## Your task:
Find the string "wiper" in the data, then copy every line where it is found.

=== Section Start ===

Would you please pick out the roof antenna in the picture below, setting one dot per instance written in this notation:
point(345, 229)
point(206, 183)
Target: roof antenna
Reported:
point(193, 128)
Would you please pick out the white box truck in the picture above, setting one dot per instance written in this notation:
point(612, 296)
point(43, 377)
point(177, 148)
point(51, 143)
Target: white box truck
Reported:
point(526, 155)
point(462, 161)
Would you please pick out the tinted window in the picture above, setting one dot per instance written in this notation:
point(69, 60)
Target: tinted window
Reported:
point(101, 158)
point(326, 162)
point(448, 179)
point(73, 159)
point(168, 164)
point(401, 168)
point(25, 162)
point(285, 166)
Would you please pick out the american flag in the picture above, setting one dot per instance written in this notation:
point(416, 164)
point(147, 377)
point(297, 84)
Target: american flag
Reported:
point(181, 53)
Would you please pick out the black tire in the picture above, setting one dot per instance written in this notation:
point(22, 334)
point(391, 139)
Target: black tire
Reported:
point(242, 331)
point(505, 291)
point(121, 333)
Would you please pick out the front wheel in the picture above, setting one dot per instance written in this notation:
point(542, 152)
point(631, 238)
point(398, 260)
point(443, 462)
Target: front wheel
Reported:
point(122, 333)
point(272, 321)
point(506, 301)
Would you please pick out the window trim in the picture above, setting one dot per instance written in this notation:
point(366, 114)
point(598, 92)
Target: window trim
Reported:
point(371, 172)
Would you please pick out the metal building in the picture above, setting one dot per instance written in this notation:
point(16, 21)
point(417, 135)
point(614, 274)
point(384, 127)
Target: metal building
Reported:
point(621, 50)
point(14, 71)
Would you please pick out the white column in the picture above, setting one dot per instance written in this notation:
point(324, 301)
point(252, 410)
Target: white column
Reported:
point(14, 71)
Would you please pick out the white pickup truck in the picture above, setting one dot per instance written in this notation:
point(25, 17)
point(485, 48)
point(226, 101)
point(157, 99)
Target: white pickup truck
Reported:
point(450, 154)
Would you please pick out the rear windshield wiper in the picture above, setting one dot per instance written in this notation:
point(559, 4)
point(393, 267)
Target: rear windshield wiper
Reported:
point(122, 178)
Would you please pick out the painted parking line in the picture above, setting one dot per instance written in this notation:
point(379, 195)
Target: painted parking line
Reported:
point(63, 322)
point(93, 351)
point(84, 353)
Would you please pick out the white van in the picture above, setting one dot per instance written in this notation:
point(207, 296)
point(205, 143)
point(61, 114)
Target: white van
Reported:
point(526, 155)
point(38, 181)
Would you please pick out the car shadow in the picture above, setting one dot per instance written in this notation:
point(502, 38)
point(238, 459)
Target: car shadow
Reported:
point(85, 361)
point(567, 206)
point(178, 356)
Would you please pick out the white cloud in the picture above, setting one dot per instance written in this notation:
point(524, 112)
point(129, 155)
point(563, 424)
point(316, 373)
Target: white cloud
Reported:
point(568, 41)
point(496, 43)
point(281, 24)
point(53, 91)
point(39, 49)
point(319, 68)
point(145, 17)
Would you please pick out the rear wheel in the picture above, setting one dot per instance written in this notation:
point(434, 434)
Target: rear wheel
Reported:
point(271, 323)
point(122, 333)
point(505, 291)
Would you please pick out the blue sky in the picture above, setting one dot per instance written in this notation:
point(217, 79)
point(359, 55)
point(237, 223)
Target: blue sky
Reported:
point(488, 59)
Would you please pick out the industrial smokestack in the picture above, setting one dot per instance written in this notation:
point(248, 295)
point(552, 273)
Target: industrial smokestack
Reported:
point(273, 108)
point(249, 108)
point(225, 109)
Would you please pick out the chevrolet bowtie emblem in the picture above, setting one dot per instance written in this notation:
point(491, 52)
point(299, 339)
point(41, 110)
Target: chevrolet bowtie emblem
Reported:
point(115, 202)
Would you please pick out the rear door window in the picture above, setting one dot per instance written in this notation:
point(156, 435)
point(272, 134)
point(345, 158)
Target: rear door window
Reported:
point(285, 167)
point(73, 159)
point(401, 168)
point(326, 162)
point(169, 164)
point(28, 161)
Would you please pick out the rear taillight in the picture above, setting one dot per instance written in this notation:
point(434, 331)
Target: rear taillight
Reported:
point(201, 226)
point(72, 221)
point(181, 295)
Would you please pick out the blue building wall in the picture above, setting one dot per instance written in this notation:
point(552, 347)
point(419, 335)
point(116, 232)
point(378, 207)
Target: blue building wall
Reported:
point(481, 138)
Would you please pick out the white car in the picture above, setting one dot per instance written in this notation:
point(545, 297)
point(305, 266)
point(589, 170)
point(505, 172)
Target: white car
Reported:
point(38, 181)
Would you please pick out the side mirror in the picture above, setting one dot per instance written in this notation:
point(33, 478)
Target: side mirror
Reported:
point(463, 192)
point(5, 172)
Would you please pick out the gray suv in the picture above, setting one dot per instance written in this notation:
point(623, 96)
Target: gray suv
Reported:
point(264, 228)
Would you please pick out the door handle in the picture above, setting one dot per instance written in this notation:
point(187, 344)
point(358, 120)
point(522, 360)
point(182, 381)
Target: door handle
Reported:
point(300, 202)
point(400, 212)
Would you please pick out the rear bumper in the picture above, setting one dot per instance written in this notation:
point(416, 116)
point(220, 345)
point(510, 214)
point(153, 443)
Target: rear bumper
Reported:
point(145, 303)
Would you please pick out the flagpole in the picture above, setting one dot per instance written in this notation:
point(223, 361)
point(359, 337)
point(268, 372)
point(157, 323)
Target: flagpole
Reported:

=== Section End ===

## Response to this task:
Would you please pick out the rear windshield wiper in the picture above, setting one dot per instance written in this notation:
Target: rear windshield wiper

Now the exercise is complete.